* **WORK INSTRUCTIONS**
Could you edit the dialogue below by writing it out again starting at "It's silly. I" and ending at "leave you, then?", with "grim-looking" changed to "stern-looking"?

* **GIVEN PASSAGE**
═══
Oh, you knew her, too.

Can I get you something? A cup of tea?

I'm afraid the coffee's not up to much here.

I don't drink tea.


I brought you some flowers.

I thought they might do to brighten up your room.

I went to your room, but you weren't there.

Well, no, I'm here.

So you've made a new friend.

Oh, that's just Aubrey.

The funny thing is I knew him years and years ago.

He used to work in the store, the hardware store where my grandpa used to shop.

He and I were always kidding around, but he never could get up the nerve to ask me out.

Until the very last weekend, he took me to a ball game.

But my grandpa showed up to drive us home.

I was up visiting for the summer.

Visiting my grandparents.

They lived in a cottage on a lake.

Fiona, I know where your grandparents lived.

It's where we lived. We live.


I'd better go back.

He thinks he can't play without me sitting there.

It's silly. I hardly know the game anymore.

I'm afraid you'll have to excuse me.

Will you be through soon?

We should be. I mean, it depends.

If you asked that grim-looking lady over there nicely, she'll get you a cup of tea.

No, I'm fine. I can leave you, then?

You can entertain yourself? Must all seem strange to you.

But you'll be surprised how soon you get used to it.

You'll get to know who everybody is, except that some of them are pretty well off in the clouds, you know?

Hmm. Can't expect them all to get to know who you are.

Hey, I've been thinking of dying my hair. What do you think?

Do you think I'd look good with red hair?

You caught her at sort of a bad moment, involved in a game.

She isn't even playing.

Well, but her friend's playing, Aubrey.

Now, who is Aubrey?

That's who he is, Aubrey.

You know, they get these attachments.

That kind of takes over for a while.

Best buddy kind of thing.

Sort of a phase.

Does she even know who I am?

No, she might not.

Not today, and then, tomorrow you never know.

Things change back and forth all the time.

You'll see the way it is once you get used to coming here.
═══
* **SUPPLIED MATERIAL**
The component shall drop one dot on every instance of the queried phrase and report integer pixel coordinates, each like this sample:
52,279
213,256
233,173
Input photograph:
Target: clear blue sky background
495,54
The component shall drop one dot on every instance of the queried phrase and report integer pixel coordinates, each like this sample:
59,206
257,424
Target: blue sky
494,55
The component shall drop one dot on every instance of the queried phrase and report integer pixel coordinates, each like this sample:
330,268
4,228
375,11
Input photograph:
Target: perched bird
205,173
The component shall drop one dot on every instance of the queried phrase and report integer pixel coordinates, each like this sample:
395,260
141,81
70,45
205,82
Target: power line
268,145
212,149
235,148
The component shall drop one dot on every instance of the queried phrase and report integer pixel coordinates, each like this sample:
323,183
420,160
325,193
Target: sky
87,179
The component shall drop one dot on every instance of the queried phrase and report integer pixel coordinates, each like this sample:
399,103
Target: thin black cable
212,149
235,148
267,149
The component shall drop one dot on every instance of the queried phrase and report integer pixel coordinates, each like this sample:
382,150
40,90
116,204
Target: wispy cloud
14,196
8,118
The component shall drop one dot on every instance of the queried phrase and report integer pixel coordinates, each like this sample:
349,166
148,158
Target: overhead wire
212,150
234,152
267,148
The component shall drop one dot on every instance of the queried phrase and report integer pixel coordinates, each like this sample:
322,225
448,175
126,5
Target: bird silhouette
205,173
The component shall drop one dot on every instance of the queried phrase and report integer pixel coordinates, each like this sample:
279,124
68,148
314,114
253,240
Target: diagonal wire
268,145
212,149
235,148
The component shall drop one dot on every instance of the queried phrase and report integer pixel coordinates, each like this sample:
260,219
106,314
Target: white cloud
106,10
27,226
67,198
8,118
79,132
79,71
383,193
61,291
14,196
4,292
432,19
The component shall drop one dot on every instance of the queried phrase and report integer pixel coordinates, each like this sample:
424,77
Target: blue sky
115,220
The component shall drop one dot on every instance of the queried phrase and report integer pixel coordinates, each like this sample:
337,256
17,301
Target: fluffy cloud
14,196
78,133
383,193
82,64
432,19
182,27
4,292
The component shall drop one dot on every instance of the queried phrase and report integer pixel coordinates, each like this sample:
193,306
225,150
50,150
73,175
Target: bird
═══
* **RESULT OF THE TASK**
It's silly. I hardly know the game anymore.

I'm afraid you'll have to excuse me.

Will you be through soon?

We should be. I mean, it depends.

If you asked that stern-looking lady over there nicely, she'll get you a cup of tea.

No, I'm fine. I can leave you, then?